* [Quoted text]
* start *

Document

UNITED STATES
SECURITIES AND EXCHANGE COMMISSION

Washington, D.C. 20549
    
FORM 8-K
    
CURRENT REPORT
Pursuant to Section 13 or 15(d)
of the Securities Exchange Act of 1934
Date of Report (Date of earliest event reported): April 30, 2018
    
OASIS PETROLEUM INC.
 
(Exact name of registrant as specified in its charter)
 
   
 
 
 
 
 
Delaware
001-34776
80-0554627
 
(State or other jurisdiction of
incorporation or organization)
(Commission
File Number)
(IRS Employer
Identification No.)
 
 
 
 
 
1001 Fannin Street, Suite 1500
Houston, Texas
77002
(Address of principal executive offices)
(Zip Code)
 
 
 
 
Registrant’s telephone number, including area code: (281) 404-9500
 
 
 
 
 
Not Applicable
 
(Former name or former address, if changed since last report)
 
    
Check the appropriate box below if the Form 8-K filing is intended to simultaneously satisfy the filing obligation of the registrant under any of the following provisions:
¨
Written communications pursuant to Rule 425 under the Securities Act (17 CFR 230.425)    
¨
Soliciting material pursuant to Rule 14a-12 under the Exchange Act (17 CFR 240.14a-12)
¨
Pre-commencement communications pursuant to Rule 14d-2(b) under the Exchange Act (17 CFR 240.14d-2(b))
¨
Pre-commencement communications pursuant to Rule 13e-4(c) under the Exchange Act (17 CFR 240.13e-4(c))
Indicate by check mark whether the registrant is an emerging growth company as defined in Rule 405 of the Securities Act of 1933 (§230.405 of this chapter) or Rule 12b-2 of the Securities Exchange Act of 1934 (§240.12b-2 of this chapter).
Emerging growth company  ☐
If an emerging growth company, indicate by check mark if the registrant has elected not to use the extended transition period for complying with any new or revised financial accounting standards provided pursuant to Section 13(a) of the Exchange Act.  ☐







Item 2.02    Results of Operations and Financial Condition.
On April 30, 2018, the Company issued a press release providing preliminary estimates of certain financial information for the three-month period ended March 31, 2018. A copy of the press release is attached hereto as Exhibit 99.1 and incorporated into this Item 2.02 by reference.

* end *

* [Task requirements] Update the Form 8-K cover by writing out the stretch from "CURRENT REPORT" through "in its charter)" with "CURRENT REPORT" changed to "PERIODIC REPORT".

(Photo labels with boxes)

* start *

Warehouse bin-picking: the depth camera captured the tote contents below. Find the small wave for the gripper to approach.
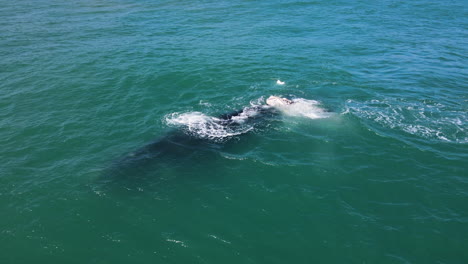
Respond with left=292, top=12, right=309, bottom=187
left=344, top=99, right=468, bottom=143
left=166, top=112, right=254, bottom=140
left=277, top=98, right=331, bottom=119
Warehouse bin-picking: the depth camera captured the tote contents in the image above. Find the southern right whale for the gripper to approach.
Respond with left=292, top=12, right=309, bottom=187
left=106, top=96, right=326, bottom=179
left=108, top=96, right=293, bottom=174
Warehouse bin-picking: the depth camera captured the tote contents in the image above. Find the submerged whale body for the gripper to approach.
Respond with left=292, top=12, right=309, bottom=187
left=107, top=96, right=329, bottom=177
left=110, top=96, right=292, bottom=174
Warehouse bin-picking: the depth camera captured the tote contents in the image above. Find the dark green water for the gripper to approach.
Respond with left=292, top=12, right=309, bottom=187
left=0, top=0, right=468, bottom=263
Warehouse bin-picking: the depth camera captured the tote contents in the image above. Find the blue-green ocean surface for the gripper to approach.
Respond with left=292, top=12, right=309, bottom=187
left=0, top=0, right=468, bottom=264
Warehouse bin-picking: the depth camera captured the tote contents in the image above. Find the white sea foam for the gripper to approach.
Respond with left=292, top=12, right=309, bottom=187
left=166, top=112, right=253, bottom=140
left=344, top=99, right=468, bottom=143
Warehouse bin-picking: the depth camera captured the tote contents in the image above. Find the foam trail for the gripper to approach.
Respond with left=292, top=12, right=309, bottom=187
left=276, top=98, right=331, bottom=119
left=166, top=112, right=253, bottom=140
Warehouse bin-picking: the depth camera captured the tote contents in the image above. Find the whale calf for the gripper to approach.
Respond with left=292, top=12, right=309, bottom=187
left=107, top=96, right=294, bottom=175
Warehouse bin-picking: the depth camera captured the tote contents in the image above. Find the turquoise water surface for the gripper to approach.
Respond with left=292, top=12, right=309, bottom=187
left=0, top=0, right=468, bottom=263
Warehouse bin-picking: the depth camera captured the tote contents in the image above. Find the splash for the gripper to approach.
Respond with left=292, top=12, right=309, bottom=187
left=166, top=112, right=253, bottom=140
left=344, top=98, right=468, bottom=143
left=276, top=98, right=331, bottom=119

* end *

* [Result for this task]
PERIODIC REPORT
Pursuant to Section 13 or 15(d)
of the Securities Exchange Act of 1934
Date of Report (Date of earliest event reported): April 30, 2018
    
OASIS PETROLEUM INC.
 
(Exact name of registrant as specified in its charter)